<<<<

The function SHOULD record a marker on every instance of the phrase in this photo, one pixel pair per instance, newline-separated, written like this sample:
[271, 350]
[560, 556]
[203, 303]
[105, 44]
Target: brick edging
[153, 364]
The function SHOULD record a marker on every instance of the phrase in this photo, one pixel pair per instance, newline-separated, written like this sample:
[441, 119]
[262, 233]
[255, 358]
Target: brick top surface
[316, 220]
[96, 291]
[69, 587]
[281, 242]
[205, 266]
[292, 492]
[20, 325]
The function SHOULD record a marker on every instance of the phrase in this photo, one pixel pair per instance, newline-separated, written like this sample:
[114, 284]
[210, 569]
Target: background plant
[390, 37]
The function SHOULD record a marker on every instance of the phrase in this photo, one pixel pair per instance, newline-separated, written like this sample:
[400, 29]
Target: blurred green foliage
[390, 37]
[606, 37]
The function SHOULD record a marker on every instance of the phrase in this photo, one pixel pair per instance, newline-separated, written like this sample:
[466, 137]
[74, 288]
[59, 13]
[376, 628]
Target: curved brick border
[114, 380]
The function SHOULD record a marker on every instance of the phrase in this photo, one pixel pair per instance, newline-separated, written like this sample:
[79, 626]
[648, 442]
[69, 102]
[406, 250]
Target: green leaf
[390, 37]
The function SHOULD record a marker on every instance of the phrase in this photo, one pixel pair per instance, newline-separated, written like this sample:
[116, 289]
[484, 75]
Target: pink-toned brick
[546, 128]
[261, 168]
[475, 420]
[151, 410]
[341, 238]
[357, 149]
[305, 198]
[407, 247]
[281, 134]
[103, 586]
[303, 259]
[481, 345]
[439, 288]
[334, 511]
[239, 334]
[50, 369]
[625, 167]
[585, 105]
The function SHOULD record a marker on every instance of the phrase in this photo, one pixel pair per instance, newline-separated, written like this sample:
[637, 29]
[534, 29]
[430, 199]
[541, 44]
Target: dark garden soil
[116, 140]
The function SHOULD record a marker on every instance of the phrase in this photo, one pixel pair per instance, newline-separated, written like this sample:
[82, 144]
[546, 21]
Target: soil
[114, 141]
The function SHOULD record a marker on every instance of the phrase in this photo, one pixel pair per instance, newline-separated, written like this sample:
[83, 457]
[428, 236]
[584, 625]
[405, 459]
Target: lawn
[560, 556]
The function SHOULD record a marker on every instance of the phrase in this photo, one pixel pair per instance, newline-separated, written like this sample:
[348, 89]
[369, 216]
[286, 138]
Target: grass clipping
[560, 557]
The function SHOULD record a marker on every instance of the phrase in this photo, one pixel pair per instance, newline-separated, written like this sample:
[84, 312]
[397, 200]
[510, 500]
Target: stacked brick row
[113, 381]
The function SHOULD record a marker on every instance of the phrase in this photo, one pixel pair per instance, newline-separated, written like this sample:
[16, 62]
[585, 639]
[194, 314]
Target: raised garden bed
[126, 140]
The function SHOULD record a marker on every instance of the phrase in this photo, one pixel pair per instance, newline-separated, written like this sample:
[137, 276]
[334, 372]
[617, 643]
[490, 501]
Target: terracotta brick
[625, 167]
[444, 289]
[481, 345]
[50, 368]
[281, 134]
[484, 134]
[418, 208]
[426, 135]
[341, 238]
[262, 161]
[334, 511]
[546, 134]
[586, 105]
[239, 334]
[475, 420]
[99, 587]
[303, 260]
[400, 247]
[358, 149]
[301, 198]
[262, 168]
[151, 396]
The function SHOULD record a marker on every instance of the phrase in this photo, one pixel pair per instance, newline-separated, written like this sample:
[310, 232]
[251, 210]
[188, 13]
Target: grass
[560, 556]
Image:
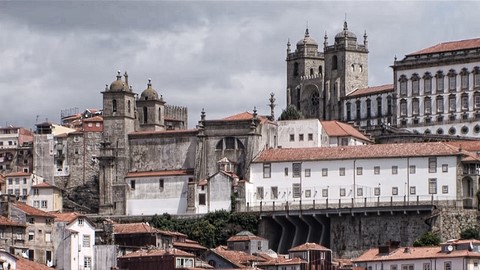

>>>>

*Your objective*. Find every line in the entries above that contains the string "grass" and copy each one out. Case counts, so an uppercase or lowercase difference means it doesn't match.

*Result below*.
Target: grass clipping
Target: grass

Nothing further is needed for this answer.